Required action A:
Answer these questions about the pregnancy blog post below.
(i) On how many separate pillows does the writer sleep propped up, not counting the ones under the hips?
(ii) What made it possible for Isaac to finally feel his sister kick?
(iii) Which two week counts does the writer say will bring more happiness once reached?
Required action B: Return the pregnancy blog post's text word for word, from "On the flip" up to and including "it’s just miserable.".

Text passage:
━━━━━━

New this week:
My uterus reached the level of my ribs and has been pushing on them steadily, causing all sorts of havoc and mayhem. Namely dislocated ribs that either cause me to throw myself at Nathan’s feet wailing “FIX ITTTT”, or leap to my feet to relocate the ribs under my breasts so that I can continue to breathe. Fun times, fun times.
The rising level of my uterus is also promoting large amounts of reflux, extra nausea and a need to sleep propped up on four separate pillows, and that’s not counting the pillows supporting my hips. Which also hurt.
Have I mentioned pregnancy when you’ve got Ehlers Danlos is not much fun?
On the flip side, no symptoms of pre-term labour, or bleeding. So really, all the important bits are happening how they should.
Isaac finally felt his sister kick – but only because she kicked him in the head while he was trying to get a cuddle. I laughed. He wasn’t impressed.
I expect most blogging from now on will be done from bed with a laptop however, sitting up in my computer chair is getting progressively more uncomfortable. My blood pressure insists on regularly bottoming out, meaning that my feet need to be raised most of the time and it’s just miserable.
I’m holding onto the fact that at the end of this, I get a baby, all going well. I’ll be happier once I hit 27 weeks and happier again to hit 34. Til then, day by day.
And now I need a nap.
Oh, hang in there, babe:) I hope this time passes quickly and uneventfully for you
Hello there! I just came across you and your blog via Twitter’s susggetions of people I should follow. Bless your heart! I have fibromyalgia, migraines and chronic depression/anxiety. I have been bed ridden a number of times over the years. I was totally bedridden in 2002/2003. I could easily let myself go there again. I do end up in bed by about 3:00 every day. If I don’t have to go back out for anything I usually just stay in bed. Anyway, I wanted you to know that I can identify. I look forward to following you on Twitter and here at WP. Feel free to come by my WP.com blog anytime.
You don’t look too big to me, you’re perfectly 23 week sized I’d say.
And look!! Only 17 weeks to go!
Do you have enough pillows?
You could put one under the foot end of your mattress to keep your feet raised while you are sleeping. (Or trying to sleep)

━━━━━━

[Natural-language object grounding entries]
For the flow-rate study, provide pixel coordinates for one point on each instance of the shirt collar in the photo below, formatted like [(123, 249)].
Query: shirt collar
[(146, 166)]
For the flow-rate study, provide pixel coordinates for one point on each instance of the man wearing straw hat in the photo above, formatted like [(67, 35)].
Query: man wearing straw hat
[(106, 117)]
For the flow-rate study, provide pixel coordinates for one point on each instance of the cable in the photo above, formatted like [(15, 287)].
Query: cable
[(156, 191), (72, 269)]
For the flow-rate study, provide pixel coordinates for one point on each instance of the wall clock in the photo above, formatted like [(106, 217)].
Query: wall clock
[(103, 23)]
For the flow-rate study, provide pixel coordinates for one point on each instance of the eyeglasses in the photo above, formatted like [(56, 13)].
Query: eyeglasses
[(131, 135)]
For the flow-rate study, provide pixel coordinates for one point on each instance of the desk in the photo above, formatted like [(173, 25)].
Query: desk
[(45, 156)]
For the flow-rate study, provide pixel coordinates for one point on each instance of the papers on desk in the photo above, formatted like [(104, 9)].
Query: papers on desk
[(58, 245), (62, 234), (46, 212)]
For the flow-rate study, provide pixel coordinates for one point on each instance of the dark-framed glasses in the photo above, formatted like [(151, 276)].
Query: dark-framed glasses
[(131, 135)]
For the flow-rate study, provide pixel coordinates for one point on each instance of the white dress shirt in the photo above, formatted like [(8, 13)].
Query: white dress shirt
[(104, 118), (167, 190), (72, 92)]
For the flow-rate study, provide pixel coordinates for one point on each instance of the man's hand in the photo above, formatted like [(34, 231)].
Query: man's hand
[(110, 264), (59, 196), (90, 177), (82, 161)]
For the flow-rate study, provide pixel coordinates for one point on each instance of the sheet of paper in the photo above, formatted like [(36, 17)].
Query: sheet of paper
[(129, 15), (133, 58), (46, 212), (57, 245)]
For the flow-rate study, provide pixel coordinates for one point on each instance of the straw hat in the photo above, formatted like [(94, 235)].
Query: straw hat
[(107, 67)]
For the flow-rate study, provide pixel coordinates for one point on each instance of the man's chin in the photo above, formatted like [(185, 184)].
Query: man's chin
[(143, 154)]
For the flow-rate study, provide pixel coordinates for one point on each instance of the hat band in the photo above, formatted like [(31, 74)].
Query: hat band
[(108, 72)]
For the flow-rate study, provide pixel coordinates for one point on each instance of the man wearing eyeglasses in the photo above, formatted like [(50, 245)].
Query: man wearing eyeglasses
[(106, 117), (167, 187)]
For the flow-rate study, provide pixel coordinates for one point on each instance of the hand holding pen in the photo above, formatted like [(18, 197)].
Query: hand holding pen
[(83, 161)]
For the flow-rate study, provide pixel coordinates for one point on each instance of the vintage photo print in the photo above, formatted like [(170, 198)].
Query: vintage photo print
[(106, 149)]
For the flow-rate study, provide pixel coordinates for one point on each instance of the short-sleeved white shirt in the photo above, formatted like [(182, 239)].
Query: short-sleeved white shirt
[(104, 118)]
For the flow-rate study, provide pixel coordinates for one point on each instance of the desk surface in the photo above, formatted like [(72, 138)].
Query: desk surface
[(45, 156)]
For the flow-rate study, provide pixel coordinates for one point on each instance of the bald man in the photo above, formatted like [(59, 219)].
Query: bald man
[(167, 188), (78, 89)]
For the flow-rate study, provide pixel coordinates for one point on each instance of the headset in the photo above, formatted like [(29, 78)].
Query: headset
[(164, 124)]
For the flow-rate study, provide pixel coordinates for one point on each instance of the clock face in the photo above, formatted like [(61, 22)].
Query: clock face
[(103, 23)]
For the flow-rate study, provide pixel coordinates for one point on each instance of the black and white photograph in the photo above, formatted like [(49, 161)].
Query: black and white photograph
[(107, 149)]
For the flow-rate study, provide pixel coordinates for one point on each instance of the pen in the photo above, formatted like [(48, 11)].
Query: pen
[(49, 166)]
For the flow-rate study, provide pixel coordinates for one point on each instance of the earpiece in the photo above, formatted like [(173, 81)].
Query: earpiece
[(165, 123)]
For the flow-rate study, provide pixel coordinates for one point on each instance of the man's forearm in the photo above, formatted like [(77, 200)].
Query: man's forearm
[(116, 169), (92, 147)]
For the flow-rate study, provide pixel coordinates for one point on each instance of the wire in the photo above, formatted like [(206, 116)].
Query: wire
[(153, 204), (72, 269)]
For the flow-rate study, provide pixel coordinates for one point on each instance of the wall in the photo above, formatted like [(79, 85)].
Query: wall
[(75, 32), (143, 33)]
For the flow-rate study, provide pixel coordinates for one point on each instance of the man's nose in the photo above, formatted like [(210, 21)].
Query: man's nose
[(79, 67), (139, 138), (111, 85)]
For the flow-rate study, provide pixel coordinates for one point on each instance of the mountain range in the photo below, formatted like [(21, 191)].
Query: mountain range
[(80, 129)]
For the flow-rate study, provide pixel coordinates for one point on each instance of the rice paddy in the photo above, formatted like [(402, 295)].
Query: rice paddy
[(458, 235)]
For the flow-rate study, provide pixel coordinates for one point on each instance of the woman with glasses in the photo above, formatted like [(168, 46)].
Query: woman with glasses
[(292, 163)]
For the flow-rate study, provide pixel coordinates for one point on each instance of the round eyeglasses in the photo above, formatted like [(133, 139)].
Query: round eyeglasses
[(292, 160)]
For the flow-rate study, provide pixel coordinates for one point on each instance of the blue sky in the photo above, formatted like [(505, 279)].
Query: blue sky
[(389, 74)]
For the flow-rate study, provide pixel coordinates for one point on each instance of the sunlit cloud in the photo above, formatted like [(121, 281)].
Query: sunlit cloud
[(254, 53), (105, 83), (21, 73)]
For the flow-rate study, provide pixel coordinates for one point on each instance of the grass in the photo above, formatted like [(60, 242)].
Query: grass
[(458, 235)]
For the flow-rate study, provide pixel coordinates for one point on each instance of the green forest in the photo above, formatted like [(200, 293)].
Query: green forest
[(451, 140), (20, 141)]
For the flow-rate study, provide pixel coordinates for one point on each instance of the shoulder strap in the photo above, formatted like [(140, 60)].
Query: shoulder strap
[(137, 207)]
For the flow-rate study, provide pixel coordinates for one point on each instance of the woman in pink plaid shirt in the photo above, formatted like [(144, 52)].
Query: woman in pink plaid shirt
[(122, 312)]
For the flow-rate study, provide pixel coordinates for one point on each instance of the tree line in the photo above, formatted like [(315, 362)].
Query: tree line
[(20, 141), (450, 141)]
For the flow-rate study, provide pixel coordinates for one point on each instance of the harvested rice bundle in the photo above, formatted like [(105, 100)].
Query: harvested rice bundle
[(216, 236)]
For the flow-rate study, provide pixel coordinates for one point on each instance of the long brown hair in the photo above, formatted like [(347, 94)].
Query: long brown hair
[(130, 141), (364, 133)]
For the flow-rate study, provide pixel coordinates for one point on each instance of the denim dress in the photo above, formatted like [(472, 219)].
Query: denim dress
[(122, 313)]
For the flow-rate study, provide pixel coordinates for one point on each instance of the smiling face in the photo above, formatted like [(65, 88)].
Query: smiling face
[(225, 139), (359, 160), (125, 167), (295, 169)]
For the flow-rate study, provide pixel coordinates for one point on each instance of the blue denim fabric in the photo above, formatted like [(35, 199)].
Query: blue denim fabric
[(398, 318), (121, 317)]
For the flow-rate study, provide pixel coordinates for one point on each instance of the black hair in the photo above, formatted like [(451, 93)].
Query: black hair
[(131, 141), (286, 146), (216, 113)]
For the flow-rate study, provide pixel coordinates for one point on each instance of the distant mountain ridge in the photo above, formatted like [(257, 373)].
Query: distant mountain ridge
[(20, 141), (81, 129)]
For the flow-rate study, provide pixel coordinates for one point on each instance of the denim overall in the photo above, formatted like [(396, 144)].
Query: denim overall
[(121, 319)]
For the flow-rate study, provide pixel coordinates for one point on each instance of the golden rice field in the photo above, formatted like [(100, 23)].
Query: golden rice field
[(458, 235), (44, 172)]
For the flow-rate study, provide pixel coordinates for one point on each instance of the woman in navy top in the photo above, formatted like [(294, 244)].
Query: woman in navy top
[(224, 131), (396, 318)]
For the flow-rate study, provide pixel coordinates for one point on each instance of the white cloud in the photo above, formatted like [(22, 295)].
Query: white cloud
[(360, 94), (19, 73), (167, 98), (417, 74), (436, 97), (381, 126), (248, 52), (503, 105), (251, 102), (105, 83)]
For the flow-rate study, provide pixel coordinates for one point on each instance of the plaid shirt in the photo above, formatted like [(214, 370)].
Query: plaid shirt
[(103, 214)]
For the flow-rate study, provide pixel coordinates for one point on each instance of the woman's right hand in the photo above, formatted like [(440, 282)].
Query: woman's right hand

━━━━━━

Answer space A:
(i) Four.
(ii) She kicked him in the head while he was trying to get a cuddle.
(iii) 27 weeks and 34 weeks.

Answer space B:
On the flip side, no symptoms of pre-term labour, or bleeding. So really, all the important bits are happening how they should.
Isaac finally felt his sister kick – but only because she kicked him in the head while he was trying to get a cuddle. I laughed. He wasn’t impressed.
I expect most blogging from now on will be done from bed with a laptop however, sitting up in my computer chair is getting progressively more uncomfortable. My blood pressure insists on regularly bottoming out, meaning that my feet need to be raised most of the time and it’s just miserable.